=== Begin Enclosure ===

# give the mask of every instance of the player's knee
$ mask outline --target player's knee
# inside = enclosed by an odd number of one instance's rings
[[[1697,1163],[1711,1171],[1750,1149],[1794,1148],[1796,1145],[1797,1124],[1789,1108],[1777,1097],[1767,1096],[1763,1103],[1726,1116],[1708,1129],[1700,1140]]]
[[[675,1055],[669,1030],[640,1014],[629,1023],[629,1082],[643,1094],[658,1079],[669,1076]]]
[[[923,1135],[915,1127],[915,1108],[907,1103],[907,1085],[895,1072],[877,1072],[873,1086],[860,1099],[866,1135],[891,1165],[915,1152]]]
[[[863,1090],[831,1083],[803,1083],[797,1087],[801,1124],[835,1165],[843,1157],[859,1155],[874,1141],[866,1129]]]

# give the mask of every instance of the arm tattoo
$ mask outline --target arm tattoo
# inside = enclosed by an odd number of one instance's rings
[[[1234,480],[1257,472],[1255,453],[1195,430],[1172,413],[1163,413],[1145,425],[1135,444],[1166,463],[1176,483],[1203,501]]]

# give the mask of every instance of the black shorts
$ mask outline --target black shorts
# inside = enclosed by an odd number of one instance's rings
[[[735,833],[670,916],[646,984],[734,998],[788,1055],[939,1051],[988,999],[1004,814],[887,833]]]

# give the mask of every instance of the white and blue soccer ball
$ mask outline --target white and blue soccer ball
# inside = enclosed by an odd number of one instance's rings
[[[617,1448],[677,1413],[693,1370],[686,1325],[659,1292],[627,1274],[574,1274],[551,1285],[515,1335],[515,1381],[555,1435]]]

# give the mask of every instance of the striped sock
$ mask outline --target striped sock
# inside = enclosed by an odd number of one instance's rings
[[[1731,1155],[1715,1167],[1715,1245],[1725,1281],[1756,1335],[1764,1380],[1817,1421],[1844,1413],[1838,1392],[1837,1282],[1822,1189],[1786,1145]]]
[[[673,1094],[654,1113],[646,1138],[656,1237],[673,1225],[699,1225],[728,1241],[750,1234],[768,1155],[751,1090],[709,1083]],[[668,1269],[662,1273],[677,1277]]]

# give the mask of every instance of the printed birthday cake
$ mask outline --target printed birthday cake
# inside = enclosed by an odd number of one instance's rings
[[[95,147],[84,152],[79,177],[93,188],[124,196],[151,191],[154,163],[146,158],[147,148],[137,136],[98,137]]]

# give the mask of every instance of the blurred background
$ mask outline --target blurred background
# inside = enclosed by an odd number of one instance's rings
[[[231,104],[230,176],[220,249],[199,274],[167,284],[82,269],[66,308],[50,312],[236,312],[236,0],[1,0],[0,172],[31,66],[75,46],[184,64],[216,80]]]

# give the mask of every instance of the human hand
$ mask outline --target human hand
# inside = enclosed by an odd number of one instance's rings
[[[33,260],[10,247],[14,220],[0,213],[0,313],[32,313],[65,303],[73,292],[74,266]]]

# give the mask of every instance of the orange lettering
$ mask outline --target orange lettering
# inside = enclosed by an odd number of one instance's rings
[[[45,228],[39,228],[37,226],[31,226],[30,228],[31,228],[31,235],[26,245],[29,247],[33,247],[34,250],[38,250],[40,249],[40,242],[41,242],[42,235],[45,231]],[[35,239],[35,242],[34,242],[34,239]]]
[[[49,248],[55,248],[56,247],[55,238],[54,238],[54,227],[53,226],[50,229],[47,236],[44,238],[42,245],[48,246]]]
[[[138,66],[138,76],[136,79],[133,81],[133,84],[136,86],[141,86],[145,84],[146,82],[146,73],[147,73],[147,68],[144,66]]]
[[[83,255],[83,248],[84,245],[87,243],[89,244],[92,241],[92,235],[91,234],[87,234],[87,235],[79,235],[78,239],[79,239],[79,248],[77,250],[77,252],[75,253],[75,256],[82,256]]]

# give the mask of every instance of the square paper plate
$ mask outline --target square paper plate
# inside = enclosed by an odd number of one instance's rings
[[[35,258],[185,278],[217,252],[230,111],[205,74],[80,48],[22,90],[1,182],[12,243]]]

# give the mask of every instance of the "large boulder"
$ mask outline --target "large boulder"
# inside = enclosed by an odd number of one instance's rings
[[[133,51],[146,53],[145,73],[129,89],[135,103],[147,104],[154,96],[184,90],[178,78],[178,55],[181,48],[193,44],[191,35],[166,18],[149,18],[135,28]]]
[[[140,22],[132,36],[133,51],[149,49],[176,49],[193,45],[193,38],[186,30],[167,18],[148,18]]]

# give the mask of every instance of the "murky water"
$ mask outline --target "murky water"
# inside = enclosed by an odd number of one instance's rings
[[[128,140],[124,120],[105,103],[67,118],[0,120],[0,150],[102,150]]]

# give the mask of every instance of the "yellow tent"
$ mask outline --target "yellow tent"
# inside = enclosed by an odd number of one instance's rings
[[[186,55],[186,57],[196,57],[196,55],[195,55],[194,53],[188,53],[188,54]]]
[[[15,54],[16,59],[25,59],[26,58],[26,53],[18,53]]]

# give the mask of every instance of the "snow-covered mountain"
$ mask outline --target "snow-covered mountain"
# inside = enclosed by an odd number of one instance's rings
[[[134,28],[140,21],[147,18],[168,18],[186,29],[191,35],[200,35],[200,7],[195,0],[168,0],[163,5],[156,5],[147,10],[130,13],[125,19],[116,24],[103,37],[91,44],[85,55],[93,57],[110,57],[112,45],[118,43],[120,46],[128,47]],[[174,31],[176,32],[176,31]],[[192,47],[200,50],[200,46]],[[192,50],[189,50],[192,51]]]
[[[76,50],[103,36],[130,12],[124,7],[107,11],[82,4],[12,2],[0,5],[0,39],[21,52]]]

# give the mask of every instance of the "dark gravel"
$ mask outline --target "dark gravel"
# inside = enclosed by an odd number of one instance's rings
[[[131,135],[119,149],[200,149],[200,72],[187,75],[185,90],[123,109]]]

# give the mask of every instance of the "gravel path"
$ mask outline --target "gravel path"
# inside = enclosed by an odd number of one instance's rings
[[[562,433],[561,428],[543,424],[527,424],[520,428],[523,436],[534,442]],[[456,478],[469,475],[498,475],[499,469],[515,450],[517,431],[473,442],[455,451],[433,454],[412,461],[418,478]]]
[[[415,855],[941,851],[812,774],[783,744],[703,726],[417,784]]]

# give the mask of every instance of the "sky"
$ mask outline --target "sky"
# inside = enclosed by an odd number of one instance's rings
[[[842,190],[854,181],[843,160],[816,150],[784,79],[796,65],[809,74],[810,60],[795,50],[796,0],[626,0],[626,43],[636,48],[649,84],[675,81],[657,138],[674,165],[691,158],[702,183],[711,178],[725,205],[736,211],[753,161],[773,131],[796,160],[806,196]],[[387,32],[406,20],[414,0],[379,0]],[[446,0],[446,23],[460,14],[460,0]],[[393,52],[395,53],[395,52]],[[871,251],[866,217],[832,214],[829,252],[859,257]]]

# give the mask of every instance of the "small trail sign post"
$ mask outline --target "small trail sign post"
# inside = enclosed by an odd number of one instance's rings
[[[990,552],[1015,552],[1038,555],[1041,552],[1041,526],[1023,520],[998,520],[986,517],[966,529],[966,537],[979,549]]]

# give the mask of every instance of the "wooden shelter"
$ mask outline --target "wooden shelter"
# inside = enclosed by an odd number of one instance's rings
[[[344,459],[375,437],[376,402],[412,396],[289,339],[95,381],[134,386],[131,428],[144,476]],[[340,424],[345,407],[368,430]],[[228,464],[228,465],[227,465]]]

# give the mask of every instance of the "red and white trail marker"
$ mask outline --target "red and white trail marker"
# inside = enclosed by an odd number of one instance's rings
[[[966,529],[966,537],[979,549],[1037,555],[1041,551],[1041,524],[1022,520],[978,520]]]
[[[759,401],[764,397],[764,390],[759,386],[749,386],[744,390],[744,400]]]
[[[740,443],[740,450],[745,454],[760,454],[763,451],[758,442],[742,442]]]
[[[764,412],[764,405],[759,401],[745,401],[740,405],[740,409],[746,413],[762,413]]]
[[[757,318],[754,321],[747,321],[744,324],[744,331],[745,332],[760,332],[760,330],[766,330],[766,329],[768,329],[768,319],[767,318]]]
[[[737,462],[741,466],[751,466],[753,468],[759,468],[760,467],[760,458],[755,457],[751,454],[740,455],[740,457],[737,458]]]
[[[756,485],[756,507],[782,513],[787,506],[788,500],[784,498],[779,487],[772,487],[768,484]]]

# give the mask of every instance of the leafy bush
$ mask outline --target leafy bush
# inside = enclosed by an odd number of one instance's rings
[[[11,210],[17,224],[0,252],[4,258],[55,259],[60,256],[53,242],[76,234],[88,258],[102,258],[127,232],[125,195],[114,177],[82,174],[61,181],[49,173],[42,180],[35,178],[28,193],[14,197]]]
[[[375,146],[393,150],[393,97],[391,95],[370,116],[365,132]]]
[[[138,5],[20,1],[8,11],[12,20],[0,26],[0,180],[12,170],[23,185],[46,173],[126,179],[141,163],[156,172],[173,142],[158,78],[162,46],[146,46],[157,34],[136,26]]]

=== End Enclosure ===

_Problem to work on:_
Copy the entries word for word. Start at the first line and end with the line containing "--target white and blue soccer ball".

_Answer to this task:_
# give the mask of every instance of the player's knee
$ mask outline --target player's knee
# inside = enclosed by an odd number of one instance's rings
[[[1697,1163],[1711,1171],[1750,1149],[1794,1148],[1796,1145],[1797,1124],[1789,1108],[1777,1097],[1767,1096],[1763,1103],[1726,1116],[1708,1129],[1700,1140]]]
[[[675,1055],[669,1030],[640,1014],[629,1023],[629,1082],[643,1094],[658,1079],[669,1076]]]
[[[923,1135],[915,1127],[915,1108],[907,1103],[907,1085],[895,1072],[877,1072],[873,1086],[860,1099],[866,1135],[891,1165],[915,1152]]]
[[[863,1090],[831,1083],[803,1083],[797,1087],[801,1124],[835,1165],[843,1157],[859,1155],[874,1141],[866,1129]]]

# give the mask of every instance of the arm tattoo
$ mask outline --target arm tattoo
# inside = enclosed by an odd number of one instance's rings
[[[1234,480],[1257,472],[1255,453],[1195,430],[1172,413],[1163,413],[1145,425],[1135,444],[1166,463],[1176,483],[1203,501]]]

# give the mask of every instance of the black shorts
$ mask outline --target black shorts
# inside = enclosed by an odd number of one instance's rings
[[[735,833],[670,916],[646,984],[734,998],[788,1055],[939,1051],[988,999],[1004,814],[887,833]]]

# give the mask of every instance of the white and blue soccer ball
$ mask outline --target white and blue soccer ball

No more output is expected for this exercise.